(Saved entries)
=== Section Start ===

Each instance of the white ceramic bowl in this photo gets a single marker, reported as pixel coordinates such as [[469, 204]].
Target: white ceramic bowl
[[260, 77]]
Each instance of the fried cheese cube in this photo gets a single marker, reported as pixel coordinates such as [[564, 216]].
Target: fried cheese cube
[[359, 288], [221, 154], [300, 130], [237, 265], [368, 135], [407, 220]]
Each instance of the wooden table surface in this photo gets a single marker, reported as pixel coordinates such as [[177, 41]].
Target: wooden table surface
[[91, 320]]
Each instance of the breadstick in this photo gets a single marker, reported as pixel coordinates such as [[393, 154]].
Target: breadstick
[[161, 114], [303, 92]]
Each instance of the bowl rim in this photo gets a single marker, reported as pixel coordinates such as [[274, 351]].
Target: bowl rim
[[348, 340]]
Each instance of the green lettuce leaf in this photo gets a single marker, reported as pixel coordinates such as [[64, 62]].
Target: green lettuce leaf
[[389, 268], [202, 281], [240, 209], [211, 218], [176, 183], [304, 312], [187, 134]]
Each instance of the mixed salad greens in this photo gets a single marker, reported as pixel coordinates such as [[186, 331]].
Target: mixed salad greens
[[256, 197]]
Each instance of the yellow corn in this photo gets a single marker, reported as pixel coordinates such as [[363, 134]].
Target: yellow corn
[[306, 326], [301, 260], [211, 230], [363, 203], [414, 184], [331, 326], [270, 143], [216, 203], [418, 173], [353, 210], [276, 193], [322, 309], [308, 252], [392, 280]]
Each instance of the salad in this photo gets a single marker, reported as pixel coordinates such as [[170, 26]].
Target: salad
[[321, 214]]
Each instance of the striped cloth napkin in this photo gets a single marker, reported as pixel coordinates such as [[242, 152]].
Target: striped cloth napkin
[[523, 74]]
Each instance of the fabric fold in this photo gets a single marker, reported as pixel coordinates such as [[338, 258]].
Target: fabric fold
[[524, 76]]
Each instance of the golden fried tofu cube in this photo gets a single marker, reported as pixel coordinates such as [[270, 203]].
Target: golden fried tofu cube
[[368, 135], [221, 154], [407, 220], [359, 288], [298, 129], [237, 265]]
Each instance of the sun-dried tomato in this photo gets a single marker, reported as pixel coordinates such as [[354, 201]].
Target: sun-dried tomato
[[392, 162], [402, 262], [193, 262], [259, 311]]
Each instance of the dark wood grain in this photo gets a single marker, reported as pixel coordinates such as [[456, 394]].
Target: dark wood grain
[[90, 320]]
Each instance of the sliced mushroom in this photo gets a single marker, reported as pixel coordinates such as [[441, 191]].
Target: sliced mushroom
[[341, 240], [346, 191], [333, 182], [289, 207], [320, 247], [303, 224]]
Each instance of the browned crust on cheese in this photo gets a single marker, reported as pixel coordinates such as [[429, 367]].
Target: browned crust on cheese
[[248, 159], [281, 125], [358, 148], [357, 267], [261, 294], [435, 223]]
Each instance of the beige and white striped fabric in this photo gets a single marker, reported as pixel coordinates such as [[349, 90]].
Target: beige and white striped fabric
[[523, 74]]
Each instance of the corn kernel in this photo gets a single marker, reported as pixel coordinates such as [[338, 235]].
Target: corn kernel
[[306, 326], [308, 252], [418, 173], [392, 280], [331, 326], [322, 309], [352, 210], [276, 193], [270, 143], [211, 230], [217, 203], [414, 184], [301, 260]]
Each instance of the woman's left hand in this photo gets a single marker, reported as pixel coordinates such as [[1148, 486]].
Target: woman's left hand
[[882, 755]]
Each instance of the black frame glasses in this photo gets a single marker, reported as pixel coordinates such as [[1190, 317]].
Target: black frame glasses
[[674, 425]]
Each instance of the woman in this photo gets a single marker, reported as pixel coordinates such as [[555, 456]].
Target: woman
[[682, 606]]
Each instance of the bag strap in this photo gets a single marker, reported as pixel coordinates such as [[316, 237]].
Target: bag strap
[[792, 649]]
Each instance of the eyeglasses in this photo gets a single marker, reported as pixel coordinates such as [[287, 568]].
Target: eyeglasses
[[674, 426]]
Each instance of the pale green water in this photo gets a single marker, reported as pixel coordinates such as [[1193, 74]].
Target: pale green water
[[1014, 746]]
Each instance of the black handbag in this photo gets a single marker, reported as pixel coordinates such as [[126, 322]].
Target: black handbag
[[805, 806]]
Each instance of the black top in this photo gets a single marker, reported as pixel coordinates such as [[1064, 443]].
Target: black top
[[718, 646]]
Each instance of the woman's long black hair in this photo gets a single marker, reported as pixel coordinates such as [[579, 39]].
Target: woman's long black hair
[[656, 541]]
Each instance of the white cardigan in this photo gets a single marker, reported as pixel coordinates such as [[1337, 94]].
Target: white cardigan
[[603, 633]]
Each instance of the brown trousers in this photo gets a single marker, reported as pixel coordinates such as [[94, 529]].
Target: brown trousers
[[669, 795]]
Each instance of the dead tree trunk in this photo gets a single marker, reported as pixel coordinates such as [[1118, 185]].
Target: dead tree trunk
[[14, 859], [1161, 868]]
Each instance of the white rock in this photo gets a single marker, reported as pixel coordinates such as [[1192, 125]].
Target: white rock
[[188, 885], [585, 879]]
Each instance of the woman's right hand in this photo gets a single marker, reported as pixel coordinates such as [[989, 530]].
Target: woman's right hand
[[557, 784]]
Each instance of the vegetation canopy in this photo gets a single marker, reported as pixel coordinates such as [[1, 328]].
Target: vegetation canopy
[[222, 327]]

=== Section End ===

ASSIGNED TASK:
Write out every record again, exactly as it was written.

RESPONSE AREA:
Each instance of the white ceramic bowl in this photo gets a single marker, reported as pixel coordinates such as [[469, 204]].
Target: white ceramic bowl
[[260, 77]]
Each instance of the fried cheese cube in this photo gets a single marker, reported as pixel coordinates such as [[564, 216]].
Target: fried cheese cube
[[359, 288], [221, 154], [300, 130], [237, 265], [368, 135], [407, 220]]
Each instance of the wooden table surface in this photo gets a single marker, reported as pixel coordinates such as [[177, 41]].
Target: wooden table surface
[[91, 320]]
Each instance of the breadstick in this photo gets a single marker, reported as pixel coordinates such as [[393, 154]].
Target: breadstick
[[161, 114], [303, 92]]
Each instance of the bowl rim in this photo gets a single marker, reported as pixel coordinates such as [[274, 351]].
Target: bowl rim
[[348, 340]]
Each instance of the green lettuce leaf in this photo gets a single marker, reported as pixel coordinates such as [[64, 62]].
Target: green lettuce leaf
[[389, 268], [202, 281], [240, 209], [211, 218], [176, 183], [304, 312], [187, 134]]
Each instance of the mixed salad greens in this photo gets a single marker, reported as pixel coordinates such as [[186, 331]].
Target: mixed salad greens
[[256, 197]]
Each instance of the yellow corn in this photo gets a single marker, reported as pixel coordinates such as [[363, 134]].
Target: yellow corn
[[306, 326], [301, 260], [211, 230], [363, 203], [414, 184], [331, 326], [270, 143], [216, 203], [418, 173], [353, 210], [276, 193], [322, 309], [308, 252], [392, 280]]
Each instance of the salad in this photo gets a single marker, reported as pixel coordinates such as [[170, 26]].
Target: salad
[[321, 214]]
Each instance of the striped cloth napkin in this photo gets a single marker, reported as pixel coordinates such as [[242, 152]].
Target: striped cloth napkin
[[523, 74]]
Each instance of the fabric fold in this photo gets a single marker, reported as pixel coordinates such as [[338, 258]].
Target: fabric fold
[[524, 76]]
Each instance of the golden fried tofu cube in this photo gets a single marker, reported as pixel coordinates such as [[270, 203]].
Target: golden fried tofu cube
[[368, 135], [221, 154], [407, 220], [359, 288], [298, 129], [237, 265]]
Each instance of the sun-dried tomato in this photo gets a single marker, reported as pixel coordinates such as [[354, 201]].
Target: sun-dried tomato
[[392, 162], [402, 262], [193, 262], [259, 311]]
Each instance of the dark wood grain in this photo gets a single marker, reported as pixel coordinates such as [[456, 394]].
Target: dark wood grain
[[90, 320]]
Each instance of the sliced mushroom in this photo gets a single marker, reported as pixel coordinates such as [[441, 191]].
Target: sliced mushroom
[[341, 240], [346, 191], [333, 182], [289, 207], [320, 247], [303, 224]]
Each instance of the browned crust on cheese in this photo gets a single marker, reported as pixel coordinates such as [[429, 367]].
Target: browned crust on cheese
[[248, 159], [281, 125], [358, 148], [357, 267], [261, 294], [435, 223]]
Each instance of the beige and white striped fabric in this photo gets a single marker, reported as pixel coordinates such as [[349, 90]].
Target: beige and white striped fabric
[[523, 74]]
Each instance of the corn kernel in this photo gets a single marker, reported as pixel coordinates such as [[338, 235]].
Target: corn kernel
[[306, 326], [308, 252], [418, 173], [392, 280], [331, 326], [322, 309], [352, 210], [276, 193], [270, 143], [211, 230], [217, 203], [414, 184], [301, 260]]
Each instance of the woman's left hand in this photo gets a single marker, reported as pixel coordinates such as [[1148, 486]].
Target: woman's left hand
[[882, 755]]
Each instance of the black frame glasses in this photo gets a single marker, reported as pixel coordinates such as [[1190, 317]].
Target: black frame glasses
[[674, 425]]
Each instance of the woman in this photo gets a single marker, reported as pixel coordinates such as [[555, 456]].
Target: woman
[[682, 606]]
Each instance of the bag strap in this photo gets a single marker, reported as pixel coordinates such as [[316, 237]].
Target: bag strap
[[792, 649]]
Each instance of the eyeglasses in this photo gets a single marker, reported as pixel coordinates such as [[287, 568]].
Target: eyeglasses
[[674, 426]]
Each instance of the pale green water in this photo gets a single marker, reported as pixel coordinates such as [[1193, 74]].
Target: pale green water
[[1014, 746]]
Each instance of the black handbag in this photo gets a single marker, reported as pixel coordinates such as [[126, 322]].
Target: black handbag
[[805, 806]]
Each instance of the black top in this photo gets a single marker, reported as pixel coordinates such as [[1064, 443]].
Target: black top
[[718, 646]]
Each instance of the woman's long black hair in this photo gets a single marker, reported as pixel coordinates such as [[579, 39]].
Target: woman's long black hair
[[656, 541]]
Each instance of the white cardigan in this photo gets a single marker, reported as pixel coordinates such as [[1337, 94]].
Target: white cardigan
[[603, 633]]
Each instance of the brown trousers in this photo gets a single marker, reported as pixel coordinates such as [[94, 529]].
Target: brown trousers
[[669, 795]]
Each instance of the dead tree trunk in this photo gets a single marker, reported as pixel coordinates such as [[1118, 185]].
Target: dead tree trunk
[[14, 859], [1161, 868]]
Each instance of the white rock in this photo gets a single marker, reported as pixel coordinates such as [[1192, 125]].
Target: white rock
[[188, 885], [585, 879]]
Each instance of the woman's right hand in this photo gets a single marker, reported as pixel coordinates such as [[989, 530]].
Target: woman's right hand
[[557, 784]]
Each instance of the vegetation canopy in this photo gets a single marker, reported as pixel coordinates such as [[1, 328]].
Target: vegetation canopy
[[222, 327]]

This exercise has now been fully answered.